*WHAT THE EXERCISE ASKS*. Copy all the material below, exactly as it stands.

--

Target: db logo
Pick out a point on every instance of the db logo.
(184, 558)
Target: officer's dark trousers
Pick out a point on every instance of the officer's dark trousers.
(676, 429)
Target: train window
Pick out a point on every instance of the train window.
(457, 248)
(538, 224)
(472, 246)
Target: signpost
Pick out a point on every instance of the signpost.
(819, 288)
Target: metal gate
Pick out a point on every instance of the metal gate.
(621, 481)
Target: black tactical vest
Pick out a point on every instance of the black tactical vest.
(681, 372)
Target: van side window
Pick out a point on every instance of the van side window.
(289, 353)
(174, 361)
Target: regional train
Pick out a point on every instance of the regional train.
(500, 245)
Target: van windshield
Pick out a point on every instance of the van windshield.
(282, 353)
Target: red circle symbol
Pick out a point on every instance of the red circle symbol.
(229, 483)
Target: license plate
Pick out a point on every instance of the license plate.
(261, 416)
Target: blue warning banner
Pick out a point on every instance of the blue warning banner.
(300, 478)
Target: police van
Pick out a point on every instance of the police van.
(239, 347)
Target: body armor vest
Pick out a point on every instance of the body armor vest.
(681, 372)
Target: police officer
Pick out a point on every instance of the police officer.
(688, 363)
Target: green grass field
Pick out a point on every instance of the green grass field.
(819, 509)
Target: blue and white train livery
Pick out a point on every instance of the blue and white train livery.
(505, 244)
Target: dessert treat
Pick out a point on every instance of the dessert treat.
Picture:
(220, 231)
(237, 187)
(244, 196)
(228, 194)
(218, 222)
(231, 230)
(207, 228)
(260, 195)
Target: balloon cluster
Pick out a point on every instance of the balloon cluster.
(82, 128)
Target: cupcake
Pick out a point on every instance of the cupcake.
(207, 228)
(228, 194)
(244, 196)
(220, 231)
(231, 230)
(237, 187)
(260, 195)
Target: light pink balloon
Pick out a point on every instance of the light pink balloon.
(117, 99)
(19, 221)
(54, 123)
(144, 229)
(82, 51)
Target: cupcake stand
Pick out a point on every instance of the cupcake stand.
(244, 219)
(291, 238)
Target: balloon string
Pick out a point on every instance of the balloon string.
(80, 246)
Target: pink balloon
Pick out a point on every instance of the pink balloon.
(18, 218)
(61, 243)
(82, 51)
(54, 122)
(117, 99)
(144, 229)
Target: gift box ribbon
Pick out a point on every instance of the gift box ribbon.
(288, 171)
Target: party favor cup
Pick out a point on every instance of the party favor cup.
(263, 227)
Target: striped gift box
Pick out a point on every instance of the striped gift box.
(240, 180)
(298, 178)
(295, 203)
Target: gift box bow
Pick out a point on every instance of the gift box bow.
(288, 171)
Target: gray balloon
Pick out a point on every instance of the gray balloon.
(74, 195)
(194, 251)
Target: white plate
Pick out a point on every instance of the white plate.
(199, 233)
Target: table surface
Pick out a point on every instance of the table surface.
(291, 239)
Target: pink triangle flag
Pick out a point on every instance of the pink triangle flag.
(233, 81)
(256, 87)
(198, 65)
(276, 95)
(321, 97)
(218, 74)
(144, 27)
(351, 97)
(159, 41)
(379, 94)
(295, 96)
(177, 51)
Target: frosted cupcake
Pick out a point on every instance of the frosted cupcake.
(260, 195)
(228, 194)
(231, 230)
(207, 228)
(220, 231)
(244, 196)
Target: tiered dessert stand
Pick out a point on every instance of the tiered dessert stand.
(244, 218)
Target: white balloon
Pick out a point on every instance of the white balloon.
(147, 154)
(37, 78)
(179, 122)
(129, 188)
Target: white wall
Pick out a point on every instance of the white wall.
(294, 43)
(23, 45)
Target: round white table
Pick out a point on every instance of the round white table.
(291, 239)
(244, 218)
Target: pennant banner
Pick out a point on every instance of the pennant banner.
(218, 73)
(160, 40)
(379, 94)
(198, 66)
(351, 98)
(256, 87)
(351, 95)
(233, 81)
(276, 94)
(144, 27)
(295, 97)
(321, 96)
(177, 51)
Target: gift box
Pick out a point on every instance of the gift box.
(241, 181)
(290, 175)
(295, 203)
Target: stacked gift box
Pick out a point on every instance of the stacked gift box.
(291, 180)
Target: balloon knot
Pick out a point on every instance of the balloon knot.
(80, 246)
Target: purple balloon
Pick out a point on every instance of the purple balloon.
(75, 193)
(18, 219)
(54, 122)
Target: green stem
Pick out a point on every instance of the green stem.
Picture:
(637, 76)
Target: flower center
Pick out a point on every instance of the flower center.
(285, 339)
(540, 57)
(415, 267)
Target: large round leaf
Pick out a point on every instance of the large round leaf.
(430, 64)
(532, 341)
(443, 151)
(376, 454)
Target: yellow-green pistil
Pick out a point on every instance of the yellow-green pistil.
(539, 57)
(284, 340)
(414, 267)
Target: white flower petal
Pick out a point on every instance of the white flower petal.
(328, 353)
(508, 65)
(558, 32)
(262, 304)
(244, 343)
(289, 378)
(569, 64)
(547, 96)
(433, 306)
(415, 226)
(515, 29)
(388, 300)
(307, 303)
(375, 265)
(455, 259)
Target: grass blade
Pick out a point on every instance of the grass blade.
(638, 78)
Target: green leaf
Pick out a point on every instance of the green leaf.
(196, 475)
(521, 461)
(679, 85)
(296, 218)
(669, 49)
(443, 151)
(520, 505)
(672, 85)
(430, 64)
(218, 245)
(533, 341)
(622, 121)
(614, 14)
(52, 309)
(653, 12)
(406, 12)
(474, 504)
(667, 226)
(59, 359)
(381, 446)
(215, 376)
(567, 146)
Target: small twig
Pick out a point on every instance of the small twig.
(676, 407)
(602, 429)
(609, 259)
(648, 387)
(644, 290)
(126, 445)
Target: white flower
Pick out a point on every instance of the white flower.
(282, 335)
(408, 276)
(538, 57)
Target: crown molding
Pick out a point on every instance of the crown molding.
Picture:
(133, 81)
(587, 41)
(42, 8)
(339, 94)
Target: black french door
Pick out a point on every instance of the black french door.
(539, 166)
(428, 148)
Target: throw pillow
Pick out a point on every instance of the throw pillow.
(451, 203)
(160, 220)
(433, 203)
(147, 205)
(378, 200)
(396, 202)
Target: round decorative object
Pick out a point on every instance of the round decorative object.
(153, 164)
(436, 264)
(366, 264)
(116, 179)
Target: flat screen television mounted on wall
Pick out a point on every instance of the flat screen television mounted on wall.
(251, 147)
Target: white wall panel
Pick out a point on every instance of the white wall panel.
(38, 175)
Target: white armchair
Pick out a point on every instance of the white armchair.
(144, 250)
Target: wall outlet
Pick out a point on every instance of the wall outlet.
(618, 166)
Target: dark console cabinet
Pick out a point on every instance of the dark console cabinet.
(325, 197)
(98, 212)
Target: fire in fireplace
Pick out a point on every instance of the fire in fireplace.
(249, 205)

--

*COMPLETED EXERCISE*.
Target: db logo
Pick out a point on every instance of the db logo.
(184, 558)
Target: officer's dark trousers
Pick out a point on every instance of the officer's dark trousers.
(676, 429)
Target: train window
Pick out a point on every instance of the train window.
(457, 248)
(538, 224)
(472, 246)
Target: signpost
Pick out a point on every instance of the signpost.
(819, 288)
Target: metal gate
Pick out a point on every instance of the metal gate.
(621, 481)
Target: black tactical vest
Pick out a point on every instance of the black tactical vest.
(681, 372)
Target: van side window
Pick out a point on every instance of the van side window.
(289, 353)
(174, 361)
Target: regional train
Pick out a point on every instance of the regional train.
(500, 245)
Target: van windshield
Pick out a point on every instance of the van windshield.
(282, 353)
Target: red circle symbol
Pick out a point on every instance of the red circle symbol.
(229, 483)
Target: license plate
Pick out a point on every instance of the license plate.
(261, 416)
Target: blue warning banner
Pick out a point on every instance of the blue warning banner.
(300, 478)
Target: police van
Pick out a point on every instance of the police van.
(239, 347)
Target: body armor vest
Pick out a point on every instance of the body armor vest.
(681, 372)
Target: police officer
Pick out a point on every instance of the police officer.
(688, 363)
Target: green grass field
Pick out a point on every instance of the green grass field.
(819, 509)
Target: blue and white train livery
Pick out a point on every instance of the blue and white train livery.
(505, 244)
Target: dessert treat
Pick out a point on every instance of the dessert treat.
Picture:
(220, 231)
(237, 187)
(244, 196)
(228, 194)
(218, 222)
(231, 230)
(207, 228)
(260, 195)
Target: balloon cluster
Pick out a point on every instance of the balloon cluster.
(82, 128)
Target: cupcake
Pick out a point on every instance of the cupcake.
(207, 228)
(228, 194)
(244, 196)
(220, 231)
(231, 230)
(237, 187)
(260, 195)
Target: light pink balloon
Pick out a point on every instance of the light pink balloon.
(117, 99)
(19, 221)
(54, 123)
(144, 229)
(82, 51)
Target: cupcake stand
Pick out a point on every instance of the cupcake stand.
(244, 219)
(291, 238)
Target: balloon string
Pick out a point on every instance of the balloon string.
(80, 246)
Target: pink balloon
Pick out a point on every instance of the pink balloon.
(18, 218)
(61, 243)
(82, 51)
(54, 122)
(117, 99)
(144, 229)
Target: gift box ribbon
Pick out a point on every instance of the gift box ribbon.
(288, 171)
Target: party favor cup
Pick out a point on every instance of the party favor cup.
(263, 227)
Target: striped gift box
Pick out a point on every instance of the striped gift box.
(240, 180)
(298, 178)
(295, 203)
Target: gift box bow
Pick out a point on every instance of the gift box bow.
(288, 171)
Target: gray balloon
Pick out a point on every instance of the gray balloon.
(74, 195)
(194, 251)
Target: white plate
Pick out a point on every instance of the white plate.
(199, 233)
Target: table surface
Pick out a point on every instance of the table surface.
(291, 239)
Target: pink triangle flag
Pick out a point on every instance of the pink triangle flag.
(233, 81)
(256, 87)
(198, 65)
(276, 95)
(321, 97)
(218, 74)
(144, 27)
(351, 97)
(159, 41)
(379, 94)
(295, 96)
(177, 51)
Target: frosted cupcake
Pick out a point on every instance of the frosted cupcake.
(260, 195)
(228, 194)
(231, 230)
(207, 228)
(220, 231)
(244, 196)
Target: tiered dessert stand
Pick out a point on every instance of the tiered dessert stand.
(244, 218)
Target: white balloon
Pick out a point on every instance of the white balloon.
(147, 154)
(37, 78)
(179, 122)
(129, 188)
Target: white wall
Pick out a point on every instance of the white wall.
(294, 43)
(23, 45)
Target: round white table
Pick out a point on every instance of the round white table.
(291, 239)
(244, 218)
Target: pennant banner
Pick out a point on every instance of the pennant banner.
(218, 73)
(160, 40)
(379, 94)
(198, 66)
(351, 98)
(256, 87)
(351, 95)
(233, 81)
(276, 94)
(144, 27)
(295, 97)
(321, 96)
(177, 51)
Target: gift box
Pick out a point on every instance of the gift box.
(241, 181)
(290, 175)
(295, 203)
Target: stacked gift box
Pick out a point on every instance of the stacked gift box.
(291, 180)
Target: balloon knot
Pick out a point on every instance of the balloon knot.
(80, 246)
Target: purple balloon
Pick out a point on every instance of the purple balloon.
(75, 193)
(18, 219)
(54, 122)
Target: green stem
Pick out a point on every instance of the green stem.
Picture:
(637, 76)
Target: flower center
Pick out a point on every instance of the flower center.
(285, 339)
(540, 57)
(415, 267)
Target: large round leaf
Pick out a point on every instance of the large round leaf.
(430, 64)
(532, 341)
(443, 151)
(376, 454)
Target: yellow-green pistil
Pick out a point on every instance of the yellow-green pistil.
(539, 57)
(284, 340)
(414, 267)
Target: white flower petal
Pick out a point on every instance of the white flower petal.
(328, 353)
(508, 65)
(558, 32)
(262, 304)
(244, 343)
(289, 378)
(569, 64)
(547, 96)
(433, 306)
(415, 226)
(515, 29)
(388, 300)
(307, 303)
(375, 265)
(455, 259)
Target: grass blade
Pick out a point on every instance of the grass blade.
(638, 78)
Target: green leaf
Pick out a point on every instance of the green leaf.
(196, 475)
(521, 461)
(679, 85)
(296, 218)
(669, 49)
(443, 151)
(520, 505)
(672, 85)
(430, 64)
(218, 245)
(533, 341)
(622, 121)
(614, 14)
(52, 309)
(653, 12)
(406, 12)
(474, 504)
(667, 226)
(59, 359)
(381, 446)
(215, 376)
(567, 146)
Target: small twig
Pick out a point on every instance of the small twig.
(676, 407)
(602, 429)
(609, 259)
(648, 387)
(644, 290)
(126, 445)
Target: white flower
Pick out a point on every instance of the white flower.
(282, 335)
(408, 276)
(538, 57)
Target: crown molding
Pick out a point on every instance of the crown molding.
Picture:
(133, 81)
(587, 41)
(42, 8)
(339, 94)
Target: black french door
Pick out a point on every instance of the black french door.
(539, 166)
(428, 148)
Target: throw pillow
Pick out a point on every instance of the throw pillow.
(451, 203)
(160, 220)
(433, 203)
(147, 205)
(378, 200)
(396, 202)
Target: round decorative object
Pick out a point on every instance of the round decorative object.
(153, 164)
(436, 264)
(366, 264)
(116, 179)
Target: flat screen television mounted on wall
Pick out a point on every instance of the flat screen television mounted on wall.
(251, 147)
Target: white wall panel
Pick out a point on every instance of the white wall panel.
(38, 175)
Target: white armchair
Pick out a point on every instance of the white armchair.
(144, 250)
Target: wall outlet
Pick out a point on every instance of the wall outlet.
(618, 166)
Target: dark console cabinet
Pick out a point on every instance of the dark console cabinet.
(325, 197)
(98, 212)
Target: fire in fireplace
Pick out a point on every instance of the fire in fireplace.
(249, 205)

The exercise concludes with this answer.